--- Data provided Enclosed Below ---

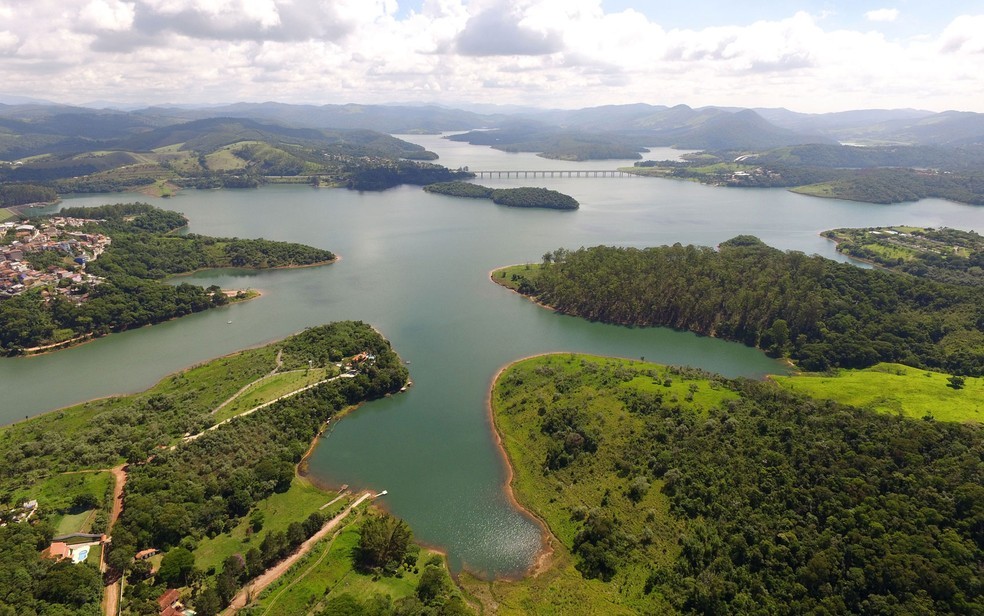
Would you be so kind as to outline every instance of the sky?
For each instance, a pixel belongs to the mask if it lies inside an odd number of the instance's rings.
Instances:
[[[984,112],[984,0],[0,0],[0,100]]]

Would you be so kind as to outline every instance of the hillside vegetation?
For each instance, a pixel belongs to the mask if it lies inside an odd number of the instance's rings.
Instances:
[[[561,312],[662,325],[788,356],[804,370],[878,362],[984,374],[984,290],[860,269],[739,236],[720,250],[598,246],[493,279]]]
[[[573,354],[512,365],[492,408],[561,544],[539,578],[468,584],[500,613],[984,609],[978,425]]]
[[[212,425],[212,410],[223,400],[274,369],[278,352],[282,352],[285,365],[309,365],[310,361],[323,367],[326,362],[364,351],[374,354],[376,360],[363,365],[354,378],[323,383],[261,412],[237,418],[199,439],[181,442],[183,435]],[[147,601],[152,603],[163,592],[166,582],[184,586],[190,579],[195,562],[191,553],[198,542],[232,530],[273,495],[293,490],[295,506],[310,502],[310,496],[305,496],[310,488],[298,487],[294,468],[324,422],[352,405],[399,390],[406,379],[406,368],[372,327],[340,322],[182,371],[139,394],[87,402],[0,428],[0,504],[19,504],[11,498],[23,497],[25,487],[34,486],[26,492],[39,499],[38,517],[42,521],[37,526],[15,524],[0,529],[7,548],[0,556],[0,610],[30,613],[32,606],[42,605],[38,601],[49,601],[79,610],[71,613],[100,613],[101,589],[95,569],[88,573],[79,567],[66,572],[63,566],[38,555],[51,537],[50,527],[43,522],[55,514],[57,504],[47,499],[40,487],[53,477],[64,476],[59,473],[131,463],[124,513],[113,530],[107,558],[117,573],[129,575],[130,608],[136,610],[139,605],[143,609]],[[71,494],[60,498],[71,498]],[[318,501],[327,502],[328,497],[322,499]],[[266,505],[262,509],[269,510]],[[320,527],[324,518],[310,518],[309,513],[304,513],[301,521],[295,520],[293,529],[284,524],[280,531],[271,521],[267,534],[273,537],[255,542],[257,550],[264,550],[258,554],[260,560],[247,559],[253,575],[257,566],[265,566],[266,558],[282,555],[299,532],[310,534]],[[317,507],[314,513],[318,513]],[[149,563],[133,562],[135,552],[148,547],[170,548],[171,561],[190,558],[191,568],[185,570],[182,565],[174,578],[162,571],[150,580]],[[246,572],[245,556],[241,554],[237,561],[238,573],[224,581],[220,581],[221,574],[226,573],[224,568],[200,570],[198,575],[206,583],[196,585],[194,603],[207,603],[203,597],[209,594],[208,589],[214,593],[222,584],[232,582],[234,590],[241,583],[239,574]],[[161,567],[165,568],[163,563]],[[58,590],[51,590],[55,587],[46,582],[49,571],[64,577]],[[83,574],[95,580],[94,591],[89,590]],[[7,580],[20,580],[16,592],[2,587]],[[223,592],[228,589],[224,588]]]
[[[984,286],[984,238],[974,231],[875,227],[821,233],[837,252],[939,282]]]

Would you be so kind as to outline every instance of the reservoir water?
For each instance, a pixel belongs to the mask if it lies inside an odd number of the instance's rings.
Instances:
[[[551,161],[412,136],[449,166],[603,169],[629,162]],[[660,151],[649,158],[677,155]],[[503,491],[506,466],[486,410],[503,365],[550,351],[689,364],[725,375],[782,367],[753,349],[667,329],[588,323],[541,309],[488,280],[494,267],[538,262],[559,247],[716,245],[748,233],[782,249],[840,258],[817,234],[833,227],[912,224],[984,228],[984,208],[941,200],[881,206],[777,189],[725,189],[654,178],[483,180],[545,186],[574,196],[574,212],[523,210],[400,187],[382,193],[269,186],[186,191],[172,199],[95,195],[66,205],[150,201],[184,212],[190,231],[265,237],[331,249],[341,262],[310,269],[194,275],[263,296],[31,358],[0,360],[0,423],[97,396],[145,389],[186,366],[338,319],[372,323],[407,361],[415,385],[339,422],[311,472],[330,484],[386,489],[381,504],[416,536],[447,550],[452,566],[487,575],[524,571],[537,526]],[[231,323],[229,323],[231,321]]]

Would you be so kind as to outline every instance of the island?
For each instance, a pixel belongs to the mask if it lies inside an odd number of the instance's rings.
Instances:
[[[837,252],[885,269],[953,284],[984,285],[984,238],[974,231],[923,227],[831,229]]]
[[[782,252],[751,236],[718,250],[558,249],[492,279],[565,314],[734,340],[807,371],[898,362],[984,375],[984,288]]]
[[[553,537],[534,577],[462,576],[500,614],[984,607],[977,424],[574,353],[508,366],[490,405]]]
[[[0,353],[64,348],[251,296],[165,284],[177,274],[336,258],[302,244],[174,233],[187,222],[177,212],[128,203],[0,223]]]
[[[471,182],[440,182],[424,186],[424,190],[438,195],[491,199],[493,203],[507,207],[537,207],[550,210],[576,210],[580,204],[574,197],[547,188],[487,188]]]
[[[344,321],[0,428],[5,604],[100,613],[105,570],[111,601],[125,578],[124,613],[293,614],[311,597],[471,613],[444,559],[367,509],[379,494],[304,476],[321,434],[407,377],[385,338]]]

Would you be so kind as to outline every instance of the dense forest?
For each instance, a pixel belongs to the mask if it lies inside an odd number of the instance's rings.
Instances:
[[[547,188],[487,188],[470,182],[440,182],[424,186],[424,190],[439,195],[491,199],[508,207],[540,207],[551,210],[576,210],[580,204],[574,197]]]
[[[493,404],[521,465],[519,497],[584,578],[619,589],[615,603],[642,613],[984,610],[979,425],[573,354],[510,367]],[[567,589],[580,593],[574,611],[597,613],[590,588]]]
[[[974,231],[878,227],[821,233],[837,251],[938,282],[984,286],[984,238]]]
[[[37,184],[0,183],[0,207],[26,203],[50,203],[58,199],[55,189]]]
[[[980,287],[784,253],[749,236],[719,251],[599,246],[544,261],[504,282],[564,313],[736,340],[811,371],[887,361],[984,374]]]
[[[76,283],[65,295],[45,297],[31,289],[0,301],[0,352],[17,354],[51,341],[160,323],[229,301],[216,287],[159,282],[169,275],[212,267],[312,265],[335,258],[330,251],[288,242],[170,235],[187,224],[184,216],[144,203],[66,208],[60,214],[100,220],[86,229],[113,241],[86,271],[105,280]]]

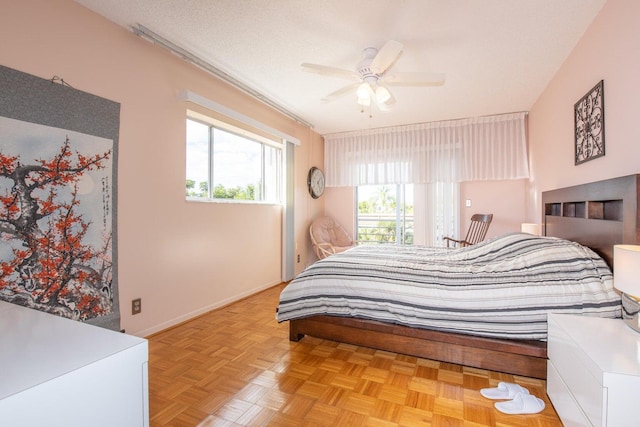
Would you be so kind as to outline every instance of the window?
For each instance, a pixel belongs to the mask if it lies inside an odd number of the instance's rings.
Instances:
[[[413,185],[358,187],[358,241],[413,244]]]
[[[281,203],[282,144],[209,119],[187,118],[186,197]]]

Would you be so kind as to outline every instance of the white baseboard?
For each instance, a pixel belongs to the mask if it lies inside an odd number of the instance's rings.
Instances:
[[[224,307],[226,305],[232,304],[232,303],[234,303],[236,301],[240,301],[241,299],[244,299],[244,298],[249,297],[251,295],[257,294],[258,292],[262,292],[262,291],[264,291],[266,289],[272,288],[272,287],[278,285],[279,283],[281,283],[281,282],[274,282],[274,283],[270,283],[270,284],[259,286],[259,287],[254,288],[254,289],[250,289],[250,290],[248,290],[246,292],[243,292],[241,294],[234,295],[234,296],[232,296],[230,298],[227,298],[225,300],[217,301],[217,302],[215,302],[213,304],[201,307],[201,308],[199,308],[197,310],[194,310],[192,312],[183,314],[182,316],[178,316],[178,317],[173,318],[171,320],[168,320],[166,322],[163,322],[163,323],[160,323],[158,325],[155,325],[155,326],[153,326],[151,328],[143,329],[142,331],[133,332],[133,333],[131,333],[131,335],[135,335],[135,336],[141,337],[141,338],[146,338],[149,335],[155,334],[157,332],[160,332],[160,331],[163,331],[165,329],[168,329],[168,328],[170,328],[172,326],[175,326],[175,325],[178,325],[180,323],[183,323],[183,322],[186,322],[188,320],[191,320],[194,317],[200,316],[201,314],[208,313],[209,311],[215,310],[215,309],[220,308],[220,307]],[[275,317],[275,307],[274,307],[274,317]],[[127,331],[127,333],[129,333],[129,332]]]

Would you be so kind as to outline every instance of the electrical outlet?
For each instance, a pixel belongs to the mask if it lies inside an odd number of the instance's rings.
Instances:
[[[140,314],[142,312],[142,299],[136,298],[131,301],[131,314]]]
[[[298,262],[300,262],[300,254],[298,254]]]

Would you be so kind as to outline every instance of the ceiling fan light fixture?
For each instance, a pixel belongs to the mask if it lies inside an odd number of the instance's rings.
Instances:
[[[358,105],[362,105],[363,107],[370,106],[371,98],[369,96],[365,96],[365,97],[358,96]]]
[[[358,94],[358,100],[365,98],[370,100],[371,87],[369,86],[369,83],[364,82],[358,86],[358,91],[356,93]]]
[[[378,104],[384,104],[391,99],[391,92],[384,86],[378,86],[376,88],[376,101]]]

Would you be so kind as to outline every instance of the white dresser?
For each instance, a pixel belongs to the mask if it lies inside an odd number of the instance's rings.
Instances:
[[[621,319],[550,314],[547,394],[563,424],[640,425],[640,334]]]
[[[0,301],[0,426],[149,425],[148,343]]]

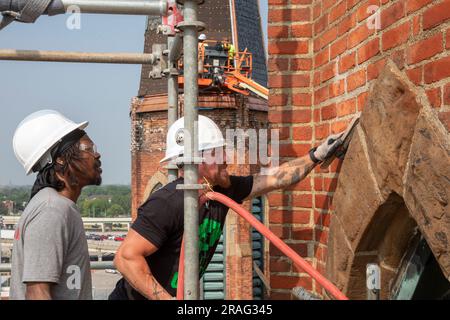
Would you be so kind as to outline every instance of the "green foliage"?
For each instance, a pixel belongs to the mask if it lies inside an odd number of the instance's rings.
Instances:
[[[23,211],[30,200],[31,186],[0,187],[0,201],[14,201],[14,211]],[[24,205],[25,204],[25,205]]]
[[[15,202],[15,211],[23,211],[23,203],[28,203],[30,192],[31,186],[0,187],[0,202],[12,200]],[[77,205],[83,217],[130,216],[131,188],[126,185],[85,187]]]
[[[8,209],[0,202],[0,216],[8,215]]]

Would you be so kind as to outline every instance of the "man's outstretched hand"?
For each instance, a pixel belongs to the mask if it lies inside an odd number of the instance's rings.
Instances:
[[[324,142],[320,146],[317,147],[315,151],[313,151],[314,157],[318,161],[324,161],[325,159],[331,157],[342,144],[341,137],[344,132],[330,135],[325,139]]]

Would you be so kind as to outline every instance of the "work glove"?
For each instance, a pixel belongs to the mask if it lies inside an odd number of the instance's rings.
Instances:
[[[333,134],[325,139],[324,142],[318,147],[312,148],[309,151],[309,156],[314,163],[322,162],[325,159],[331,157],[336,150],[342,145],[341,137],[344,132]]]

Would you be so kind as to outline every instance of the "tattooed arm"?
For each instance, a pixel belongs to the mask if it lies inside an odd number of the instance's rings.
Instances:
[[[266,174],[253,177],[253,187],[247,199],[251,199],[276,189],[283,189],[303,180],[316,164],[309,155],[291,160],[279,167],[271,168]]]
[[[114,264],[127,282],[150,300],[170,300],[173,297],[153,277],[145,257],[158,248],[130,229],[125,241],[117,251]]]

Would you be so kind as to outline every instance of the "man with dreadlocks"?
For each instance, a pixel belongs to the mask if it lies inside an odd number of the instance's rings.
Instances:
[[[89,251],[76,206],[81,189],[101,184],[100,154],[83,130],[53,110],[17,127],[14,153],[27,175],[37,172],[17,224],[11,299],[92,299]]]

--- End of Enclosed Data provided ---

# Exercise prompt:
Within the records above, count the lines that hold the word "white" and give only that number.

# Response to the task:
2